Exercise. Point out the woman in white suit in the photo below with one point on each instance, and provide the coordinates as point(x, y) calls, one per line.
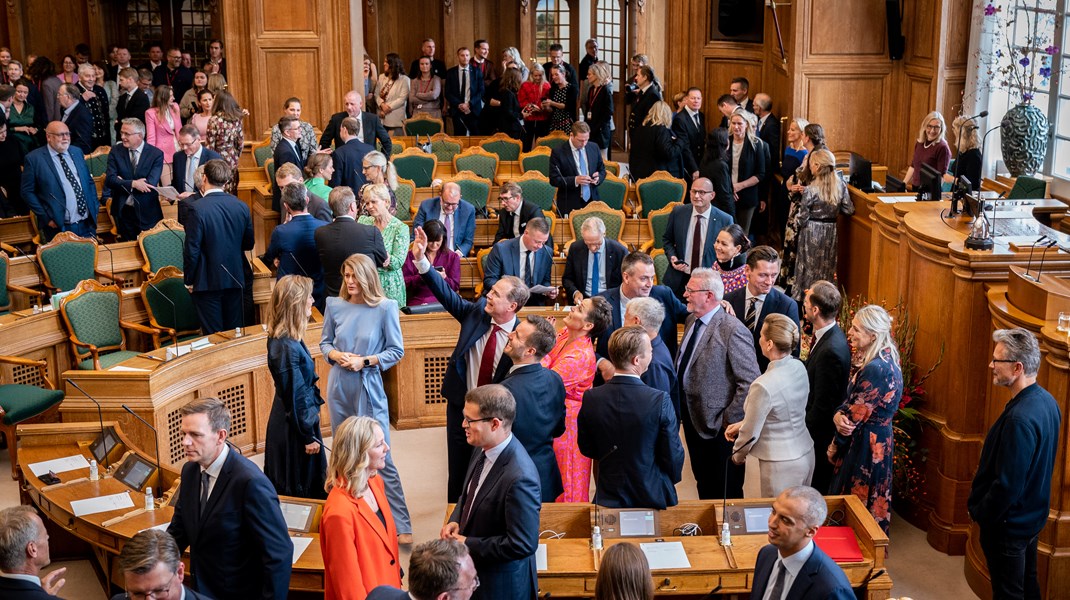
point(781, 454)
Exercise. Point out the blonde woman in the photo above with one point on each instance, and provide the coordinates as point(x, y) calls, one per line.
point(775, 416)
point(864, 448)
point(820, 204)
point(361, 339)
point(357, 535)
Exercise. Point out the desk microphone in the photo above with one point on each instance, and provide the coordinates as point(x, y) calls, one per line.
point(155, 439)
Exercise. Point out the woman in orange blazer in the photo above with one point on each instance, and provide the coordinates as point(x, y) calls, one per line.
point(357, 537)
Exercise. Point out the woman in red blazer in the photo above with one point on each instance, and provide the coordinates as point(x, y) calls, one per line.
point(357, 537)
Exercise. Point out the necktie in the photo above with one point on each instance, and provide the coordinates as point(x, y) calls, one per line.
point(595, 275)
point(697, 243)
point(78, 194)
point(480, 463)
point(487, 360)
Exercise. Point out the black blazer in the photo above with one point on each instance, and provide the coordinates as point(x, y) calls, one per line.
point(239, 545)
point(631, 430)
point(540, 417)
point(337, 241)
point(576, 275)
point(503, 528)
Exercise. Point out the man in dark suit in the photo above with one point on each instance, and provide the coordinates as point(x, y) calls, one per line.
point(131, 181)
point(348, 157)
point(369, 127)
point(24, 554)
point(218, 230)
point(797, 514)
point(515, 213)
point(689, 235)
point(77, 117)
point(526, 258)
point(344, 237)
point(715, 369)
point(151, 564)
point(631, 430)
point(228, 513)
point(760, 298)
point(478, 357)
point(828, 370)
point(456, 215)
point(576, 169)
point(540, 399)
point(464, 94)
point(594, 262)
point(58, 188)
point(498, 513)
point(1010, 496)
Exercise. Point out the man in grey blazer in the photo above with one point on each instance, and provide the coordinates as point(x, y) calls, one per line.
point(715, 367)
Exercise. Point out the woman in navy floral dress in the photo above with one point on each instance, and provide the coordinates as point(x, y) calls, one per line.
point(864, 448)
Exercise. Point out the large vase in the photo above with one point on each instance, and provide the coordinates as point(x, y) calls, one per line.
point(1024, 139)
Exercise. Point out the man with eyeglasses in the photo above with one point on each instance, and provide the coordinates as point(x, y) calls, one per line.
point(689, 235)
point(152, 568)
point(1010, 497)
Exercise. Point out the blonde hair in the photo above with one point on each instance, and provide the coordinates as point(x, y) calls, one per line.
point(286, 313)
point(348, 467)
point(367, 278)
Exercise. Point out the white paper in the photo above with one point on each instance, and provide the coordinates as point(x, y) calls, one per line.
point(102, 504)
point(300, 545)
point(666, 555)
point(59, 465)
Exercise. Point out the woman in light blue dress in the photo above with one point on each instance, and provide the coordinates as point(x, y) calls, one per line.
point(362, 338)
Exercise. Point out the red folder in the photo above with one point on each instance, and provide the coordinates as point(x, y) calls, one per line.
point(839, 543)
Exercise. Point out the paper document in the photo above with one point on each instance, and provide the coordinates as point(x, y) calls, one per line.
point(59, 465)
point(666, 555)
point(102, 504)
point(300, 545)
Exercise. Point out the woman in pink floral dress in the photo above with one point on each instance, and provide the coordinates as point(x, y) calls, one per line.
point(574, 358)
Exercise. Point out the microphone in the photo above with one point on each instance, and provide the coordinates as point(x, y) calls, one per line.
point(100, 418)
point(155, 440)
point(242, 287)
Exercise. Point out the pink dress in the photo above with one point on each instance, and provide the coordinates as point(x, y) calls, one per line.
point(576, 364)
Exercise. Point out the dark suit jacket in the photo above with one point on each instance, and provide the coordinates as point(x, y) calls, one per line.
point(631, 430)
point(564, 171)
point(775, 302)
point(218, 230)
point(674, 240)
point(370, 126)
point(820, 579)
point(239, 545)
point(528, 212)
point(540, 417)
point(576, 274)
point(503, 528)
point(337, 241)
point(118, 182)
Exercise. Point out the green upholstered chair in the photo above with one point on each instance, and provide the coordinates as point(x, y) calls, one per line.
point(613, 219)
point(656, 222)
point(503, 145)
point(536, 189)
point(67, 260)
point(93, 318)
point(658, 190)
point(162, 246)
point(423, 124)
point(416, 166)
point(23, 402)
point(477, 160)
point(177, 318)
point(537, 159)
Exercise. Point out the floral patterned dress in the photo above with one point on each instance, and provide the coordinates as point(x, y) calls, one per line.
point(576, 364)
point(864, 460)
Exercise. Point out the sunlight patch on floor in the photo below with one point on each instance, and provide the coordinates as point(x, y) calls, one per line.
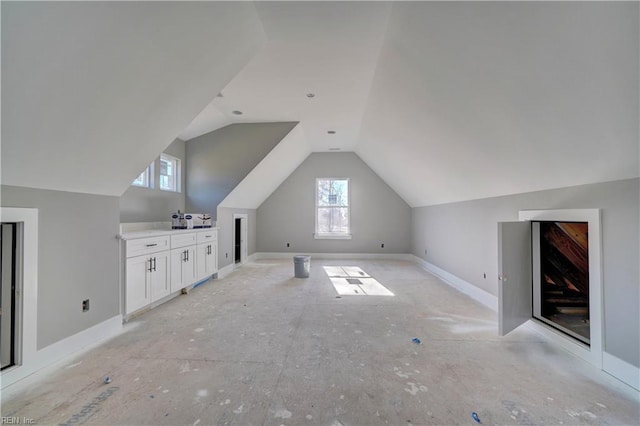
point(353, 281)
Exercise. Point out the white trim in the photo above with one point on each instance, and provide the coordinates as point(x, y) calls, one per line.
point(621, 370)
point(476, 293)
point(27, 305)
point(177, 172)
point(14, 378)
point(286, 255)
point(592, 353)
point(333, 236)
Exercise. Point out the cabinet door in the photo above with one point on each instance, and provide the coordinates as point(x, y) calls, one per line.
point(213, 258)
point(189, 271)
point(160, 279)
point(177, 259)
point(202, 261)
point(137, 283)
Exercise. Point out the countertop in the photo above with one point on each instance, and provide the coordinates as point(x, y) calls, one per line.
point(159, 232)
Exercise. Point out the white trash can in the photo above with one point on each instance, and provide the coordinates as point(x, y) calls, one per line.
point(301, 266)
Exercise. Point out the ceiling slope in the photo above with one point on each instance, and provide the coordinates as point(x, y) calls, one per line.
point(328, 49)
point(93, 91)
point(473, 100)
point(274, 169)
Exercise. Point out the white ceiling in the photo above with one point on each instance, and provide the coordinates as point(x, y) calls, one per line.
point(92, 92)
point(446, 101)
point(451, 101)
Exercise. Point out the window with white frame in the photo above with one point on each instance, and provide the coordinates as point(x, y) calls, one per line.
point(332, 208)
point(169, 173)
point(145, 180)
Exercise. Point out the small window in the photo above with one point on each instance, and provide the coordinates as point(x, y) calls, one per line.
point(169, 173)
point(332, 208)
point(145, 179)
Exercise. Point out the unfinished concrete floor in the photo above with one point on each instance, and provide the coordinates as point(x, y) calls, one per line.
point(262, 348)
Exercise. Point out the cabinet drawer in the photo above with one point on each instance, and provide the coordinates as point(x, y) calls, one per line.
point(146, 245)
point(208, 236)
point(183, 240)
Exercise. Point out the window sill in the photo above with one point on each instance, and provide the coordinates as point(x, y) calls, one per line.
point(332, 236)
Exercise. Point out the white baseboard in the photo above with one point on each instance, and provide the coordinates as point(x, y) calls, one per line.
point(18, 378)
point(364, 256)
point(621, 370)
point(487, 299)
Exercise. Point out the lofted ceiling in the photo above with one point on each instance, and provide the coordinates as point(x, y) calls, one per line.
point(446, 101)
point(451, 101)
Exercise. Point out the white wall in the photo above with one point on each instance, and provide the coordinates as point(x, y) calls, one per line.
point(77, 259)
point(461, 238)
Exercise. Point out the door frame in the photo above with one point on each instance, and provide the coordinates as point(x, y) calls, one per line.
point(26, 305)
point(592, 353)
point(244, 231)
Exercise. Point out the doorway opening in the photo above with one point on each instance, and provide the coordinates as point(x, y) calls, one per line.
point(560, 258)
point(240, 238)
point(8, 303)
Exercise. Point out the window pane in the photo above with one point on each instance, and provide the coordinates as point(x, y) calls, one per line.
point(333, 192)
point(140, 180)
point(324, 190)
point(169, 169)
point(333, 220)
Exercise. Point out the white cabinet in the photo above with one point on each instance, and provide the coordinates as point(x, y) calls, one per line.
point(157, 264)
point(147, 280)
point(183, 267)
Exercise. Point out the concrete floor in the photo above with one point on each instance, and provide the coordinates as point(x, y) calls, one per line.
point(262, 348)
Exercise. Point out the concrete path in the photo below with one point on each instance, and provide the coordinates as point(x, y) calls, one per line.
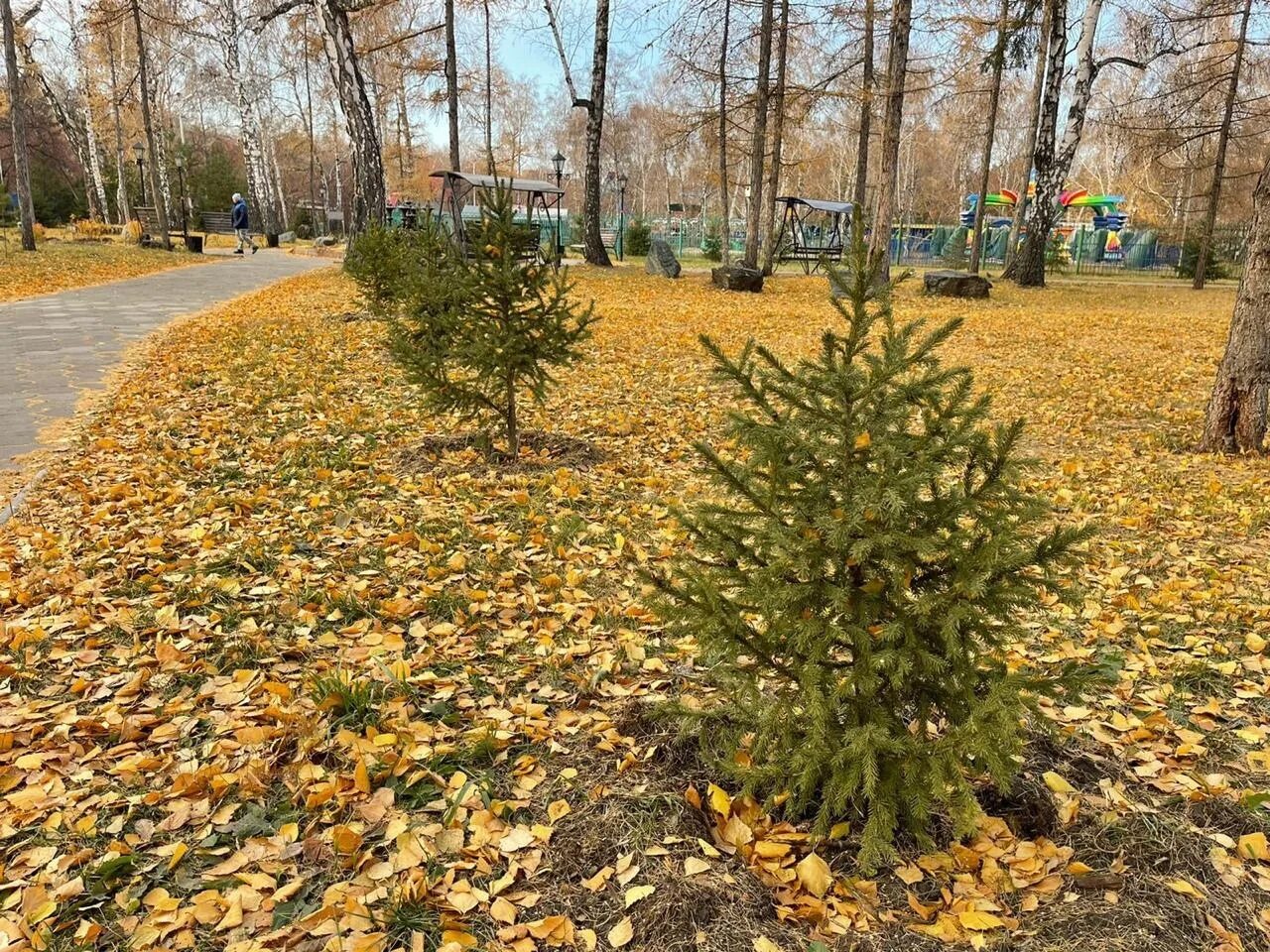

------------------------

# Task goal
Copy out the data above word for word, beginning at the line that contains "Exercise. Point out the green" and stopping after the line that contains "point(333, 236)". Omit the pictures.

# Response
Exercise. Point out the green upholstered chair in the photo above with one point on each instance, and provide the coordinates as point(x, y) calls, one per line.
point(613, 219)
point(656, 222)
point(503, 145)
point(536, 189)
point(67, 260)
point(93, 318)
point(658, 190)
point(162, 246)
point(423, 124)
point(416, 166)
point(23, 402)
point(477, 160)
point(177, 318)
point(537, 159)
Exercise. Point out the floral patterned dress in the photo above with one point on each instance, and provide the coordinates as point(x, y) calls, one per line.
point(576, 364)
point(864, 460)
Exercise. Point out the sunlight patch on floor in the photo below with one point on each instance, and provide the coordinates as point(x, y) calls, one per line.
point(353, 281)
Exercise. Point out the white trim in the photo above with one point on each instance, and provide the coordinates as point(x, y) calls, one per line.
point(621, 370)
point(476, 293)
point(27, 305)
point(177, 172)
point(14, 378)
point(286, 255)
point(592, 353)
point(333, 236)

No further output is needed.